• **Your instructions**: Copy the entries from the line containing "Target: tall crane mast" through the line containing "116L341 117L343 124L345", changing "tall crane mast" to "crane tower" and keeping everything else the same. Leave the pictures out of your copy.

• **Dataset extract**:
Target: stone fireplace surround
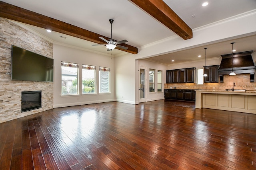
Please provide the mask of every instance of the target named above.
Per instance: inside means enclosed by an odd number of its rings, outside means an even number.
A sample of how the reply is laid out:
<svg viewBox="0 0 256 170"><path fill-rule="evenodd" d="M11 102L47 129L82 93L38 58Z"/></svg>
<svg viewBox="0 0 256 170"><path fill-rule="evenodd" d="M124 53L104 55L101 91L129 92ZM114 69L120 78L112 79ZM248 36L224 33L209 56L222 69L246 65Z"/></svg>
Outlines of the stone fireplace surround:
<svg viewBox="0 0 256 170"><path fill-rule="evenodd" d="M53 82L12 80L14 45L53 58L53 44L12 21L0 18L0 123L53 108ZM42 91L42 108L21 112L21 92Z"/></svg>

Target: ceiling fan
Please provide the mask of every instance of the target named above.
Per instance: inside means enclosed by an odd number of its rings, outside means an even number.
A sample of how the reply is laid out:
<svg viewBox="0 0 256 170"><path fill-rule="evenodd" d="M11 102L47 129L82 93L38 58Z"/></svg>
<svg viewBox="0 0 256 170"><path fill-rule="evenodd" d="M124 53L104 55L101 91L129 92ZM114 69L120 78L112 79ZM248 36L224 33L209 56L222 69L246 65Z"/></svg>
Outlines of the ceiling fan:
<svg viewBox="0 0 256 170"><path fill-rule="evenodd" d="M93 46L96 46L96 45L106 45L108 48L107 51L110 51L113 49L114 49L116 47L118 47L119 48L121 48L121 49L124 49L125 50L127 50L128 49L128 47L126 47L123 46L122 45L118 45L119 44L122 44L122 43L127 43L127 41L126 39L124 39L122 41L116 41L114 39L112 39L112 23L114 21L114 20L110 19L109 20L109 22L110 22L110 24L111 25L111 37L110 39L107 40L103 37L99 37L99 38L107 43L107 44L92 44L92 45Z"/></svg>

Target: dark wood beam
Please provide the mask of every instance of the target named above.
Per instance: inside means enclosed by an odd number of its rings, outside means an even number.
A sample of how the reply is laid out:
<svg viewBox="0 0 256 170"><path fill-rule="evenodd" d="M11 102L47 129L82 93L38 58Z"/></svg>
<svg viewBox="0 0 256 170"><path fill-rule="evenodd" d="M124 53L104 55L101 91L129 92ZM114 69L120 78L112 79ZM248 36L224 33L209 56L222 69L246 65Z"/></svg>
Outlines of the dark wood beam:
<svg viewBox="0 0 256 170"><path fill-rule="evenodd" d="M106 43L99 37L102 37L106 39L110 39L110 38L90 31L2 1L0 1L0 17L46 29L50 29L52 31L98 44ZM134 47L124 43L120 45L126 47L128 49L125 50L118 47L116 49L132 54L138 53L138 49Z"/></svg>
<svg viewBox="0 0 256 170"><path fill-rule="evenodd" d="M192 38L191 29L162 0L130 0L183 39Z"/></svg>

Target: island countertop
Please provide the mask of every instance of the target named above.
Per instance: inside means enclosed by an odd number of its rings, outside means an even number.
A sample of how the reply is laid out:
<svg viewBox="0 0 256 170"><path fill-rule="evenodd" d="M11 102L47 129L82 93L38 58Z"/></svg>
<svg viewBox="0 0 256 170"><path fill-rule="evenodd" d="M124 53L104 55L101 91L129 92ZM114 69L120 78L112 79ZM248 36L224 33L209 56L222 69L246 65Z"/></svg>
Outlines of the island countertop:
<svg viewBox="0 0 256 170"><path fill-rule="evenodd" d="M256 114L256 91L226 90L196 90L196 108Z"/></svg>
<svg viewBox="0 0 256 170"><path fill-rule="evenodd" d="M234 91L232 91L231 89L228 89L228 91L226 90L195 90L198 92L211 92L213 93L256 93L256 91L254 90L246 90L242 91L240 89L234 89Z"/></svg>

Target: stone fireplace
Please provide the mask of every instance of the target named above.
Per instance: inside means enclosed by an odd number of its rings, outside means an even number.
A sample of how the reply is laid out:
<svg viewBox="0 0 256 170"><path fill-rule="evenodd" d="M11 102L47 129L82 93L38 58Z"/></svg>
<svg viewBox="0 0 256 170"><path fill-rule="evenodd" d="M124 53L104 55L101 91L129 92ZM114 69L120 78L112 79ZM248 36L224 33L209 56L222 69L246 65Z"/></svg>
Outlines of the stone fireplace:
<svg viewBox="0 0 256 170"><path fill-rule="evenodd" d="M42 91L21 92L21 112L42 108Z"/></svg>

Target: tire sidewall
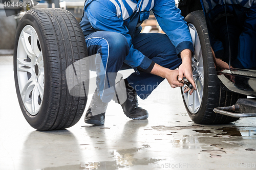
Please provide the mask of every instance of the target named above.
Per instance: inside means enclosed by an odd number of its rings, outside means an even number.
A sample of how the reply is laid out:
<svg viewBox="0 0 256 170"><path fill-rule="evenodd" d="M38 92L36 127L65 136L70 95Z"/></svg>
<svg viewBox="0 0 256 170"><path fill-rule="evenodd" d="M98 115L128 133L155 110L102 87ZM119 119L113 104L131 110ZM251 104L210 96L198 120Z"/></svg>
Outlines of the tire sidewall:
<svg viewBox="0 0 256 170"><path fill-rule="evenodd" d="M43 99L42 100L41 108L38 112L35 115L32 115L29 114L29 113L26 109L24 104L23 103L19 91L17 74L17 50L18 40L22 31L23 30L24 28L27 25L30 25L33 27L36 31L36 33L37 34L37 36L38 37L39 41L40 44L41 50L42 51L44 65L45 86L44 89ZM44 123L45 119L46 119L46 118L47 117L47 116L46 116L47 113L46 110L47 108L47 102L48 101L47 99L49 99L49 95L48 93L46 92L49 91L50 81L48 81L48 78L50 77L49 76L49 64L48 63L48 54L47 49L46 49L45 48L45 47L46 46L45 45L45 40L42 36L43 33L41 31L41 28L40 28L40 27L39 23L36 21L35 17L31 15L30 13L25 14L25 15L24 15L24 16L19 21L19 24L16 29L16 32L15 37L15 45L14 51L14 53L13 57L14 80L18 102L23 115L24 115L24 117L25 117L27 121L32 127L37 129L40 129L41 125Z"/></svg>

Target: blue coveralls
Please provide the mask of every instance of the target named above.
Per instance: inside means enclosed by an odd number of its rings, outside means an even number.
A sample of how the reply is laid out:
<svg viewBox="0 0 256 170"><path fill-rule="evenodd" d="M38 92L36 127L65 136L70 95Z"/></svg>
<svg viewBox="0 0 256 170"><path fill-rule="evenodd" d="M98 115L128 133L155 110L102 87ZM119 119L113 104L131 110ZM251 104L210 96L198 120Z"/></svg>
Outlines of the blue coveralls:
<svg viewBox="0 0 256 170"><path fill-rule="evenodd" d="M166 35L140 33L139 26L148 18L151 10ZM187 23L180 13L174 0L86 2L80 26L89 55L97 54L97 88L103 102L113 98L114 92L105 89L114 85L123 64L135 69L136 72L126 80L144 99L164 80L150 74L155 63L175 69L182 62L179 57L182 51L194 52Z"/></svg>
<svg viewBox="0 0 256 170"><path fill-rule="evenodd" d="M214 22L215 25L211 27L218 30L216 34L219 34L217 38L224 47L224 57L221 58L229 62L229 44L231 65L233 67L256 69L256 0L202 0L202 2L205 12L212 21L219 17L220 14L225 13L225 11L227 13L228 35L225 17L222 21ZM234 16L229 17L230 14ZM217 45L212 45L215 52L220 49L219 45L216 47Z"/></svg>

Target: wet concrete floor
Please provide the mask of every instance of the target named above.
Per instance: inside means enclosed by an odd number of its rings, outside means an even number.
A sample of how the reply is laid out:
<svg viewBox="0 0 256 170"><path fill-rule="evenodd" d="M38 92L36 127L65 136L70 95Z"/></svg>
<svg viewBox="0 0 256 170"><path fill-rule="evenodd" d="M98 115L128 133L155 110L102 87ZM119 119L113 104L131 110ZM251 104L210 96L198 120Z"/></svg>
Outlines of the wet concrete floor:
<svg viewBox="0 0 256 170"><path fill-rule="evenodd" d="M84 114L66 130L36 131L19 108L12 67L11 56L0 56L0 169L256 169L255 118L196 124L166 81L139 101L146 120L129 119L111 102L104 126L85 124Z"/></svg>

* * *

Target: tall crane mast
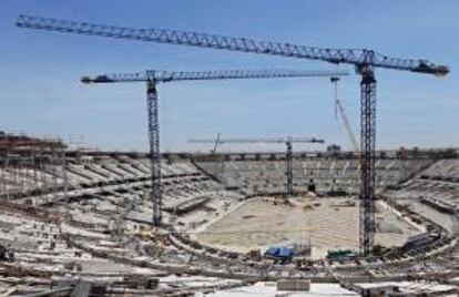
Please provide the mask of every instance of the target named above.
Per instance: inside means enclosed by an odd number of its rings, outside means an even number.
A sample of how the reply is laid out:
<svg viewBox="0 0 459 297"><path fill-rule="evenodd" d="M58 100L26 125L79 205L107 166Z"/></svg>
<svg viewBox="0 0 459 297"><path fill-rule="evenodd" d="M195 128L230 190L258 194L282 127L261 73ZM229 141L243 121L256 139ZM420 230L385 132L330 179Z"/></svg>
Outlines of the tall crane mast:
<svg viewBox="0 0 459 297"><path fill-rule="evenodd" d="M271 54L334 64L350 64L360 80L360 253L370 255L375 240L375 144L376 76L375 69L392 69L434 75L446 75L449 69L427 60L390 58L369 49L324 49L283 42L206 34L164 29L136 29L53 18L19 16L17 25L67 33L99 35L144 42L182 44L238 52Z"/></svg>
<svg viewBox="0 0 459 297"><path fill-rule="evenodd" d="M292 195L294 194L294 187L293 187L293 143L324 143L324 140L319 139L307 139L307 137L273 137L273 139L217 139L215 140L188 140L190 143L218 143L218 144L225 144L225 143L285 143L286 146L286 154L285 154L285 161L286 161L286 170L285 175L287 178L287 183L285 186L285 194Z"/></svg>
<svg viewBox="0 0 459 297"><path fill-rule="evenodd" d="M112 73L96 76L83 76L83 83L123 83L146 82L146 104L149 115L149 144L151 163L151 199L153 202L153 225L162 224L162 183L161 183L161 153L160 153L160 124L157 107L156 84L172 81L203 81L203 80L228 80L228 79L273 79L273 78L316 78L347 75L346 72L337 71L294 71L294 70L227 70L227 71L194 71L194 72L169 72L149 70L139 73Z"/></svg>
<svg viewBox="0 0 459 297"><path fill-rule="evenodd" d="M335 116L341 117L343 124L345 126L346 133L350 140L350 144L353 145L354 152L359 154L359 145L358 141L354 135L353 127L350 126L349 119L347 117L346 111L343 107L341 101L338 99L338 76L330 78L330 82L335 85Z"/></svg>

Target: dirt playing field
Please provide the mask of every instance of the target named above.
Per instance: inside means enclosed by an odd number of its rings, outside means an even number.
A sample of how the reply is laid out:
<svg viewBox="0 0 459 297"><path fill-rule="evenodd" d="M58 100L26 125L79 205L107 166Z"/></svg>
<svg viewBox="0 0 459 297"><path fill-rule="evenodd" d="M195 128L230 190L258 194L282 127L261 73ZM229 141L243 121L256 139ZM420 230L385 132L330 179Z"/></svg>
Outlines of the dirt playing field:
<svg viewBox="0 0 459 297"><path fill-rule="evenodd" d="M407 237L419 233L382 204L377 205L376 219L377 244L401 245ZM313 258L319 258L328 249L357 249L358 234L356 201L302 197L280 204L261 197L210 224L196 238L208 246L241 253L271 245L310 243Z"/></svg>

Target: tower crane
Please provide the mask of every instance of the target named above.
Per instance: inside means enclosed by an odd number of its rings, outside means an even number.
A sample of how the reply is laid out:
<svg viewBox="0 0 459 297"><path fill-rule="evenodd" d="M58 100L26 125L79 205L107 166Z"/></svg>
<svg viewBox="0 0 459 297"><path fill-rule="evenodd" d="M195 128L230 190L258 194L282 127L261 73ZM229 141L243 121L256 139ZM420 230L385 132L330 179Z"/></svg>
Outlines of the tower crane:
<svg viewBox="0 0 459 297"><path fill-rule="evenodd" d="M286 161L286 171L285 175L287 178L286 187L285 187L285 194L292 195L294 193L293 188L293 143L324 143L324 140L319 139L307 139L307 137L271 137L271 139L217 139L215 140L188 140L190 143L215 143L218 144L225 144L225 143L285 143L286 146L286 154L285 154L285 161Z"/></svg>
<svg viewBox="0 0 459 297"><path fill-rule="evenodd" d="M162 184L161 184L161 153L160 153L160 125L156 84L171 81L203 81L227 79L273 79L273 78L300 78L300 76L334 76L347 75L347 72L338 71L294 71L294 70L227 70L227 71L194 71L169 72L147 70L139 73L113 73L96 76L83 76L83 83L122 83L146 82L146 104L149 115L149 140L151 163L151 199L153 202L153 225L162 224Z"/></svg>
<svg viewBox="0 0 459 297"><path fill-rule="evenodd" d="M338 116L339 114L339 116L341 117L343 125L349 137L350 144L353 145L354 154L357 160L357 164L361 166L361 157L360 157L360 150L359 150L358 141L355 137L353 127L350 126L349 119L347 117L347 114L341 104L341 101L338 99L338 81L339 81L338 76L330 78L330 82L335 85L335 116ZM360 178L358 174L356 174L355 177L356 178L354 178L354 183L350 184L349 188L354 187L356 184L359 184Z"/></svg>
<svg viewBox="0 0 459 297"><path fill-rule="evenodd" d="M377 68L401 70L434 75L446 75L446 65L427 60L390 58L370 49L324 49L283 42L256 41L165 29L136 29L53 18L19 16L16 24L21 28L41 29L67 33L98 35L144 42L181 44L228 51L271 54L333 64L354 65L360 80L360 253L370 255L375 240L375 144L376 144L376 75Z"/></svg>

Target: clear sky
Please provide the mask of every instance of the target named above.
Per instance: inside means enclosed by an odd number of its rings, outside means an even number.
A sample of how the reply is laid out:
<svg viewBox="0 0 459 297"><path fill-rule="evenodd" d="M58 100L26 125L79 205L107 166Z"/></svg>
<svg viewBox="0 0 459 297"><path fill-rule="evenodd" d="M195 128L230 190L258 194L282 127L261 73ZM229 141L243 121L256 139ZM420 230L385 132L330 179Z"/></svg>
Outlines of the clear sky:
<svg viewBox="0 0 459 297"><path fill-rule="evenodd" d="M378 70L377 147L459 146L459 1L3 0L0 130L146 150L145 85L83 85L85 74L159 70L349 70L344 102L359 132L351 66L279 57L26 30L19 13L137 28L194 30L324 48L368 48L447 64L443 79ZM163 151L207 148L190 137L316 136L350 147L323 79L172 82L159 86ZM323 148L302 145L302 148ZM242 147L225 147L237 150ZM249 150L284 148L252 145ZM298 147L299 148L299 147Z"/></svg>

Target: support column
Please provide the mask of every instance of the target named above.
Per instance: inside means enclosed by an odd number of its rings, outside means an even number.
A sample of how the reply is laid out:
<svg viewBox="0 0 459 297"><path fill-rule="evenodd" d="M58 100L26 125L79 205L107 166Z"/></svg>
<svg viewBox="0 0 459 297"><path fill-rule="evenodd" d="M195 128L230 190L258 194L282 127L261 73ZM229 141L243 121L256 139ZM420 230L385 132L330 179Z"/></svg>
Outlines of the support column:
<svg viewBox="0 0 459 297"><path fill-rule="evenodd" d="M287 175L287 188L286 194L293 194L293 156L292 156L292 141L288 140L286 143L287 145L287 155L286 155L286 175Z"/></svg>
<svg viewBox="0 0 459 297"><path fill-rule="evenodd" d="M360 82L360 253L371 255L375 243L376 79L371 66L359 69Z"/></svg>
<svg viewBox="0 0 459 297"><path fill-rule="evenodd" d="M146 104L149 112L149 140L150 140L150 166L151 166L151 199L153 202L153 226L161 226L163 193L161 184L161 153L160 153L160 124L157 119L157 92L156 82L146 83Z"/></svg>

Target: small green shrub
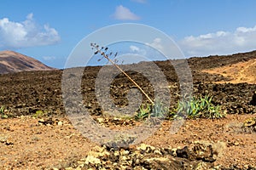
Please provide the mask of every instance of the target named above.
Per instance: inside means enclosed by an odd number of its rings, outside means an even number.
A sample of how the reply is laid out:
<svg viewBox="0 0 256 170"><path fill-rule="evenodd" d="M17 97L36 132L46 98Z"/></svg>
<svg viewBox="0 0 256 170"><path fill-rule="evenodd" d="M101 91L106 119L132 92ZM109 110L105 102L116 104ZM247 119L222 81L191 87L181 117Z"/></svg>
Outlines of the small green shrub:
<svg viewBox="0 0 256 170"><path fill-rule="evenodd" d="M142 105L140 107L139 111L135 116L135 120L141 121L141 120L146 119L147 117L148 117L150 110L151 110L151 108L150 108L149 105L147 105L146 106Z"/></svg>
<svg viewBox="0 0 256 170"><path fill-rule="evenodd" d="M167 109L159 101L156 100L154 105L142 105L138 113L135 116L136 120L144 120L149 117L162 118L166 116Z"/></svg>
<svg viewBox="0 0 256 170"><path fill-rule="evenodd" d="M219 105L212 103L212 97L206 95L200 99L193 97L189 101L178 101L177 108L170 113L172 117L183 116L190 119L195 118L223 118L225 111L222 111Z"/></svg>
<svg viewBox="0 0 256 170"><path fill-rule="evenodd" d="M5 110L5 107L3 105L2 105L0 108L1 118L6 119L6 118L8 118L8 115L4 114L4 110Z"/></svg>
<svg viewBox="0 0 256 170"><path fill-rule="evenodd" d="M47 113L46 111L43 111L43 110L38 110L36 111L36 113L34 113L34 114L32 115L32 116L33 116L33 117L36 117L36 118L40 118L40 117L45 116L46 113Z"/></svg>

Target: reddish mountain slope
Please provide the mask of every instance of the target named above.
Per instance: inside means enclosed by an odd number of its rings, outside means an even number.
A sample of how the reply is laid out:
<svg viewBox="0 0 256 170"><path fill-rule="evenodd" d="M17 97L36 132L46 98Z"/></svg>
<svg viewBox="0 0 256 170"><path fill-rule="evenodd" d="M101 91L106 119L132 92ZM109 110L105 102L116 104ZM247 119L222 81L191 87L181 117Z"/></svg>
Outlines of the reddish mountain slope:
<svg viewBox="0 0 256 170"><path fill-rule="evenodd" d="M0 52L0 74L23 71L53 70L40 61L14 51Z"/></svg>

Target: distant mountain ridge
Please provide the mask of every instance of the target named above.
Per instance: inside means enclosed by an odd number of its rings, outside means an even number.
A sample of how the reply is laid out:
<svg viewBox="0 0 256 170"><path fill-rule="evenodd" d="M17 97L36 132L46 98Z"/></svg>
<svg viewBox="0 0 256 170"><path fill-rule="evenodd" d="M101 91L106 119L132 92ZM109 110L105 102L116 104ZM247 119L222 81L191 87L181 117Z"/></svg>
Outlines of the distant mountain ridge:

* * *

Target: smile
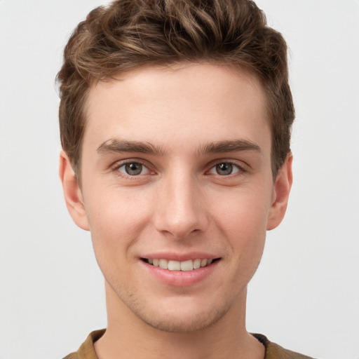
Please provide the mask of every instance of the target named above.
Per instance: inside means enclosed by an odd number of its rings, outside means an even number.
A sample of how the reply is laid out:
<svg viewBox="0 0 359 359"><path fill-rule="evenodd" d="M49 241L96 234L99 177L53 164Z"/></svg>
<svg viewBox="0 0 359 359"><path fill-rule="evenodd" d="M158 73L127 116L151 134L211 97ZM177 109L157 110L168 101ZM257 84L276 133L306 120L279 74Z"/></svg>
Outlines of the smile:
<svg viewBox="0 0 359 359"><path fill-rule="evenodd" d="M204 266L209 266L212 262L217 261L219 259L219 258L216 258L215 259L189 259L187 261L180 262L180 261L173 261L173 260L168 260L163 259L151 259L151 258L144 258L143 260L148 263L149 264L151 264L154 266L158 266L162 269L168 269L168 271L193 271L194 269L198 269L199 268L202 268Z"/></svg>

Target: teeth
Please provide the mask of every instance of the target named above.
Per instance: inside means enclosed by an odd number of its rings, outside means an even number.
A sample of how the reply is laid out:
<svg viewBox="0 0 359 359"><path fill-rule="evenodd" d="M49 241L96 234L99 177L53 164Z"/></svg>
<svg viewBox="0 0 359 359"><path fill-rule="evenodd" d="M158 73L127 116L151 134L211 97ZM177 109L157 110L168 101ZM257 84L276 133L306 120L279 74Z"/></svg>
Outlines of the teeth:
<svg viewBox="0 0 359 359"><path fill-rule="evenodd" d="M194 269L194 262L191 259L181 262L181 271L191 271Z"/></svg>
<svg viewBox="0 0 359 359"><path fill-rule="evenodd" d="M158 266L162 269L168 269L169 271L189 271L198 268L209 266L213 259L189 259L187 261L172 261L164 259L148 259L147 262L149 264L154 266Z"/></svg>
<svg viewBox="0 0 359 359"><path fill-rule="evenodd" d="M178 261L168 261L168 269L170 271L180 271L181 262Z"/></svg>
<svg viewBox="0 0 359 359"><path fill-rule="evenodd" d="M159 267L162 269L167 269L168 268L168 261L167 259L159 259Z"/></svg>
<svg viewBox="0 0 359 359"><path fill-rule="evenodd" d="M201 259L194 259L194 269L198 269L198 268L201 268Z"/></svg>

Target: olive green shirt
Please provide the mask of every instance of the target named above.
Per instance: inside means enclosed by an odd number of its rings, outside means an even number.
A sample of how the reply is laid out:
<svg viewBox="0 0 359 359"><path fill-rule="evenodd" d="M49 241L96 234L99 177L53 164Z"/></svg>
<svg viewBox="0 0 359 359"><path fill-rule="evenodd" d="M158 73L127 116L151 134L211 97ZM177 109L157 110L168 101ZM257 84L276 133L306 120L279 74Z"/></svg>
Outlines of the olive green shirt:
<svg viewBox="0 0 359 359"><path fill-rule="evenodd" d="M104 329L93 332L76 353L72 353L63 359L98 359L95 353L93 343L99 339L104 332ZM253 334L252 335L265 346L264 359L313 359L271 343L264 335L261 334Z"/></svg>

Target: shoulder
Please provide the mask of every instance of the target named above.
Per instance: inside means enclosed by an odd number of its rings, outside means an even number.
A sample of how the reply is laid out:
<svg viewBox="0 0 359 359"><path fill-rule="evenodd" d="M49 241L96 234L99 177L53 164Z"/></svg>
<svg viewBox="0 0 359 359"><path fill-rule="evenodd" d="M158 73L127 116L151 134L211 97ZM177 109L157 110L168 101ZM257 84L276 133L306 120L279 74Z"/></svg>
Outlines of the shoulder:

• **Correct result**:
Target: crane tower
Please provide the mask of every instance of the target named above.
Per instance: inside means enclosed by an odd number of its rings, outside means an even number.
A sample of how the reply is laid out:
<svg viewBox="0 0 459 297"><path fill-rule="evenodd" d="M58 100L26 125L79 205L107 166Z"/></svg>
<svg viewBox="0 0 459 297"><path fill-rule="evenodd" d="M195 128L230 190L258 194L282 127L261 73ZM229 141L243 121L256 139ZM420 230L385 132L330 179Z"/></svg>
Outlines of the crane tower:
<svg viewBox="0 0 459 297"><path fill-rule="evenodd" d="M271 54L334 64L350 64L360 80L360 253L370 255L375 240L375 144L376 76L375 69L392 69L434 75L446 75L449 69L427 60L390 58L369 49L324 49L283 42L206 34L164 29L136 29L53 18L19 16L17 25L67 33L99 35L144 42L182 44L238 52Z"/></svg>
<svg viewBox="0 0 459 297"><path fill-rule="evenodd" d="M292 195L294 194L294 187L293 187L293 143L324 143L324 140L319 139L307 139L307 137L273 137L273 139L217 139L215 140L188 140L190 143L218 143L218 144L225 144L225 143L285 143L286 146L286 154L285 154L285 161L286 161L286 170L285 175L287 178L287 183L285 186L285 194Z"/></svg>
<svg viewBox="0 0 459 297"><path fill-rule="evenodd" d="M112 73L96 76L83 76L83 83L123 83L146 82L146 104L149 115L149 144L151 163L151 199L153 202L153 225L162 224L162 183L161 183L161 153L160 153L160 124L157 107L156 84L172 81L203 81L203 80L228 80L228 79L273 79L273 78L316 78L347 75L346 72L337 71L294 71L294 70L227 70L227 71L194 71L194 72L169 72L149 70L139 73Z"/></svg>
<svg viewBox="0 0 459 297"><path fill-rule="evenodd" d="M335 116L341 117L343 124L345 126L346 133L350 140L350 144L353 145L354 152L359 154L359 145L358 141L354 135L353 127L350 126L349 119L347 117L346 111L343 107L341 101L338 99L338 76L330 78L330 82L335 85Z"/></svg>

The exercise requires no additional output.